**Selected excerpt**:

══════════════════════════════

All of lore.kernel.org
 help / color / mirror / Atom feed
From: Junio C Hamano <gitster@pobox.com>
To: "Ivan Frade via GitGitGadget" <gitgitgadget@gmail.com>
Cc: git@vger.kernel.org, "Ævar Arnfjörð Bjarmason" <avarab@gmail.com>,
	"Ivan Frade" <ifrade@google.com>
Subject: Re: [PATCH v2] fetch-pack: redact packfile urls in traces
Date: Mon, 11 Oct 2021 13:39:34 -0700	[thread overview]
Message-ID: <xmqqczobb8jd.fsf@gitster.g> (raw)
In-Reply-To: <pull.1052.v2.git.1633746024175.gitgitgadget@gmail.com> (Ivan Frade via GitGitGadget's message of "Sat, 09 Oct 2021 02:20:24 +0000")

"Ivan Frade via GitGitGadget" <gitgitgadget@gmail.com> writes:

> From: Ivan Frade <ifrade@google.com>
>
> In some setups, packfile uris act as bearer token. It is not
> recommended to expose them plainly in logs, although in special
> circunstances (e.g. debug) it makes sense to write them.
>
> Redact the packfile-uri lines by default, unless the GIT_TRACE_REDACT
> variable is set to false. This mimics the redacting of the
> Authorization header in HTTP.

══════════════════════════════

**What you will do**:
A. Update the patch email from "All of lore.kernel.org" to "Message-ID: <xmqqczobb8jd.fsf@gitster.g> (raw)", putting "hide packfile urls" in place of "redact packfile urls".
B. Answer these questions from the patch email:
(i) Who sent the message?
(ii) What day and date appear in the message's date line?
(iii) Which variable must be set to false for the packfile-uri lines not to be redacted?
C. In the patch email, rewrite the paragraph beginning "In some setups, packfile uris act" in a single shorter sentence.
The material after this point has no connection to the patch email.

**Data excerpt**:
══════════════════════════════

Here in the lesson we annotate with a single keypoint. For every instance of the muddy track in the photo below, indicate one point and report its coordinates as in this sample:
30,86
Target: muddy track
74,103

══════════════════════════════

**Problem solutions**:
A.
All of lore.kernel.org
 help / color / mirror / Atom feed
From: Junio C Hamano <gitster@pobox.com>
To: "Ivan Frade via GitGitGadget" <gitgitgadget@gmail.com>
Cc: git@vger.kernel.org, "Ævar Arnfjörð Bjarmason" <avarab@gmail.com>,
	"Ivan Frade" <ifrade@google.com>
Subject: Re: [PATCH v2] fetch-pack: hide packfile urls in traces
Date: Mon, 11 Oct 2021 13:39:34 -0700	[thread overview]
Message-ID: <xmqqczobb8jd.fsf@gitster.g> (raw)

B.
(i) Junio C Hamano
(ii) Mon, 11 Oct 2021
(iii) GIT_TRACE_REDACT

C. In some setups packfile uris act as a bearer token, so exposing them plainly in logs is not recommended, though writing them makes sense in special cases such as debugging.